* _Documento_
-=-=-=-=-
Resolução do Conselho de Ministros n.º 139/2019
Sumário: Aprova medidas de prevenção e combate à violência doméstica.
A violência contra as mulheres e a violência doméstica são das formas mais gravosas de discriminação das mulheres em razão do seu sexo, reflexo de persistentes estereótipos de género e de relações de poder desiguais, como foi reconhecido pela Convenção do Conselho da Europa para a Prevenção e o Combate à Violência contra as Mulheres e a Violência Doméstica, adotada em Istambul, a 11 de maio de 2011. Os impactos desta violência não se circunscrevem apenas às vítimas diretamente envolvidas, afetando também as famílias e a sociedade no seu conjunto.
-=-=-=-=-
* _Informação apresentada_
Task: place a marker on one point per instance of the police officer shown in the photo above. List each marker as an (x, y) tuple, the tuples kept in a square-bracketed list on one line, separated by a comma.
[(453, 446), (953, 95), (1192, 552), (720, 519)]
-=-=-=-=-
* _Pedido A_
Transcreva da resolução o trecho que vai de "A violência contra" até "no seu conjunto.", inclusive.
* _Pedido B_
Liste todos aqueles que, segundo a resolução, são afetados pelos impactos desta violência.

* _Solução A_
A violência contra as mulheres e a violência doméstica são das formas mais gravosas de discriminação das mulheres em razão do seu sexo, reflexo de persistentes estereótipos de género e de relações de poder desiguais, como foi reconhecido pela Convenção do Conselho da Europa para a Prevenção e o Combate à Violência contra as Mulheres e a Violência Doméstica, adotada em Istambul, a 11 de maio de 2011. Os impactos desta violência não se circunscrevem apenas às vítimas diretamente envolvidas, afetando também as famílias e a sociedade no seu conjunto.

* _Solução B_
- as vítimas diretamente envolvidas
- as famílias
- a sociedade no seu conjunto